• **EXERCISE DETAILS**: Resume the Stash Data Center installation guide below, picking up right after its last sentence.

• **DOCUMENT SECTION**:
------------------------------------------------------------
For an overview, see Bitbucket Data Center resources.

If you are installing Stash server...

... go straight to Getting started, instead.

We also recommend reading Using Stash in the enterprise.

If you just want to add another node...

... we suggest you take a look at Adding cluster nodes to Stash Data Center.

This guide assumes that you already have a production instance of Stash, and that you are aiming to migrate that to a Stash Data Center instance. 

We recommend that you:

  • Initiate the purchase of a Stash Data Center license by contacting us at https://www.atlassian.com/enterprise/contact.
  • Set up and test Stash Data Center in your staging environment, before deploying to a production environment.
  • Upgrade Stash, and then make a backup of your production instance of Stash. 
  • Restore a copy of this backup into your clustered staging environment.  
  • Test Stash Data Center with identical data (repositories, users, add-ons) to your production instance. 

Regardless of the process you use, please smoke test your Stash Data Center instance every step of the way. 

On this page:

Overview and requirements

It's worth getting a clear understanding of what you're aiming to achieve, before starting to provision your Stash Data Center.

A Stash Data Center instance consists of a cluster of dedicated machines connected like this:

Stash Data Center Architecture

The URL of the Stash Data Center instance will be the URL of the load balancer, so this is the machine that you will need to assign the name of your Stash instance in the DNS. 

The remaining machines (Stash cluster nodes, shared database, and shared file system) do not need to be publicly accessible to your users. 

Stash cluster nodes

The Stash cluster nodes all run the Stash Data Center web application. 

  • Each Stash cluster node must be a dedicated machine.
  • The machines may be physical or virtual. 
  • The cluster nodes must be connected in a high speed LAN (that is, they must be physically in the same data center). 
  • The usual Stash supported platforms requirements, including those for Java and Git, apply to each cluster node.
  • The cluster nodes do not all need to be absolutely identical, but for consistent performance we recommend they should be as similar as possible.
  • All cluster nodes must run the same version of Stash Data Center.
  • All cluster nodes must have synchronized clocks (for example, using NTP) and be configured with the identical timezone.

Load balancer

You can use the load balancer of your choice. Stash Data Center does not  bundle a load balancer.

  • Your load balancer should run on a dedicated machine.
  • Your load balancer must have a high-speed LAN connection to the Stash cluster nodes (that is, it must be physically in the same data center). 
  • Your load balancer must support both HTTP mode (for web traffic) and TCP mode (for SSH traffic). 
  • Terminating SSL (HTTPS) at your load balancer and running plain HTTP from the load balancer to Stash is highly recommended for performance.
------------------------------------------------------------
• **Coordinate labeling data**:
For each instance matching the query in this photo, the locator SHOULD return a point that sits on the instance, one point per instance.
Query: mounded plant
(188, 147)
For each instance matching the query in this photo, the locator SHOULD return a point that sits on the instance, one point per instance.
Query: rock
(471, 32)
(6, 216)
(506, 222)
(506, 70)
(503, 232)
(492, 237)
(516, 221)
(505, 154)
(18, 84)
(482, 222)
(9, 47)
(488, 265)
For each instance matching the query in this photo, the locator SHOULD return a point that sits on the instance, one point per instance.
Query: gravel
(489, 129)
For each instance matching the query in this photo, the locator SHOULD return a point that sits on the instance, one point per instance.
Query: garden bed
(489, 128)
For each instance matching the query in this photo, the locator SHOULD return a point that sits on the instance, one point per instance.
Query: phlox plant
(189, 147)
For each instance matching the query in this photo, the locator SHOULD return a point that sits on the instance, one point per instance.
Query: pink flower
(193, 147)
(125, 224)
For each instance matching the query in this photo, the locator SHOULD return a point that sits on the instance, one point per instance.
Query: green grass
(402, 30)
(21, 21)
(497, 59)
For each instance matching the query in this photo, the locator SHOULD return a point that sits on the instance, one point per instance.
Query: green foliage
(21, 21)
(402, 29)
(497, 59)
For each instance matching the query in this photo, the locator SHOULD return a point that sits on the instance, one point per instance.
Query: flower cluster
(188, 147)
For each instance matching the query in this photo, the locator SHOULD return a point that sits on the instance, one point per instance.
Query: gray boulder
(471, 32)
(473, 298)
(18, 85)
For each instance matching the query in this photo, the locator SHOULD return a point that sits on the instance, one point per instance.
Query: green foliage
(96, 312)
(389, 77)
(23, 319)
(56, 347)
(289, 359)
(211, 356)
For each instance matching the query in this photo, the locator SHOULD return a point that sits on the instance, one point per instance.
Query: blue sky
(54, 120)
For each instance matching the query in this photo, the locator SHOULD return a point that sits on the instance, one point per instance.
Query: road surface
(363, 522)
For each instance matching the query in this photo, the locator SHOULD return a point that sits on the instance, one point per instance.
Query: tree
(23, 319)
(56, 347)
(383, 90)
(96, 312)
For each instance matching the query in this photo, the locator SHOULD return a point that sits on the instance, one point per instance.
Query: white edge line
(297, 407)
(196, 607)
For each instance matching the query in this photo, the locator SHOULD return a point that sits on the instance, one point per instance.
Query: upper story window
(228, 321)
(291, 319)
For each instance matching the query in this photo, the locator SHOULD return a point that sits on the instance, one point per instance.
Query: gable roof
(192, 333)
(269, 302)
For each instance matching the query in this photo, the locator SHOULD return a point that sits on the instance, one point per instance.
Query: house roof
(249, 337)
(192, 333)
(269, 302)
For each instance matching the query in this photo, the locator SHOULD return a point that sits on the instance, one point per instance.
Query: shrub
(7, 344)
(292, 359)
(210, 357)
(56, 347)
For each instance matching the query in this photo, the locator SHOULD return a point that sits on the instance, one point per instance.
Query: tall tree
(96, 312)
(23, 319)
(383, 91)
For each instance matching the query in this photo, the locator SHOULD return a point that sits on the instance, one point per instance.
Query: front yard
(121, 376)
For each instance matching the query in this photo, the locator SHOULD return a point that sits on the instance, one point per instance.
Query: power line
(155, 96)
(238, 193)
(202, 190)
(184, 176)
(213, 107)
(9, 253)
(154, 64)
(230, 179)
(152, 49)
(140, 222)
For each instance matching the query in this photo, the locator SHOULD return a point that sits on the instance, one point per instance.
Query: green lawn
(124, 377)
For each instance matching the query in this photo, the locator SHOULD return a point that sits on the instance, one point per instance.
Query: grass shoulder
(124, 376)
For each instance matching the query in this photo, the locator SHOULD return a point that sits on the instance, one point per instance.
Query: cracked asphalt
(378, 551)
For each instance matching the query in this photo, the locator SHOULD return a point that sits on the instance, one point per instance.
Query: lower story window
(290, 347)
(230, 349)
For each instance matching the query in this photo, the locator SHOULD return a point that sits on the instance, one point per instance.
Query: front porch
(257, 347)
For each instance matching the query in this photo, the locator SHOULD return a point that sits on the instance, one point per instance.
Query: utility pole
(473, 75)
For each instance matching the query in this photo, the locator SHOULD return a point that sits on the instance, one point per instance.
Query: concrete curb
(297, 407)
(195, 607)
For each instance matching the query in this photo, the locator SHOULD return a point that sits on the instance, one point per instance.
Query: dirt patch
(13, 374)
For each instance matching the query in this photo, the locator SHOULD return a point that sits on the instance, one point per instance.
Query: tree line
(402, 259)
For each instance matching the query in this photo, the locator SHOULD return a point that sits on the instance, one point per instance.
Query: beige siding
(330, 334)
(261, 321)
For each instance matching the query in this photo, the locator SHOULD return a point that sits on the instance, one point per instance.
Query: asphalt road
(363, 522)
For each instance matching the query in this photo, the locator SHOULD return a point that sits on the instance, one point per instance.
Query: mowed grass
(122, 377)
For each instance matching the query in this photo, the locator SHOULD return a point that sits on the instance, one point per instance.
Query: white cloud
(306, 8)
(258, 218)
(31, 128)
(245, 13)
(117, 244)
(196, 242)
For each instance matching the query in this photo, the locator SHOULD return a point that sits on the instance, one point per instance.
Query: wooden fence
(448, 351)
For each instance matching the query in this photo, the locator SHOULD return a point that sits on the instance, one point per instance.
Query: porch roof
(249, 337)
------------------------------------------------------------
• **RESULT FOR THIS EXERCISE**:
  • Your load balancer should support "session affinity" (also known as "sticky sessions").

If you don't have a preference for your load balancer, we provide instructions for haproxy, a popular Open Source software load balancer. 

Shared database

You must run Stash Data Center on an external database. You can not use Stash's internal HSQL database with Stash Data Center. 

  • The shared database must run on a dedicated machine. 
  • The shared database must be available to all cluster nodes via a high-speed LAN (it must be in the same physical data center). 
  • All the usual database vendors in Stash's supported platforms are supported by Stash Data Center, with one exception: we do not recommend MySQL at this time due to inherent deadlocks that can occur in this database engine at high load. 

Shared file system

Stash Data Center requires a high performance shared file system such as a SAN, NAS, RAID server, or high-performance file server optimized for I/O. 

  • The shared file system must run on a dedicated machine. 
  • The file system must be available to all cluster nodes via a high-speed LAN (it must be in the same physical data center). 
  • The shared file system should be accessible via NFS as a single mount point. 

What is stored on the shared file system?

  • configuration files
  • data directory, which includes:
    • repositories
    • attachments
    • avatars
  • plugins

What is stored locally on each node?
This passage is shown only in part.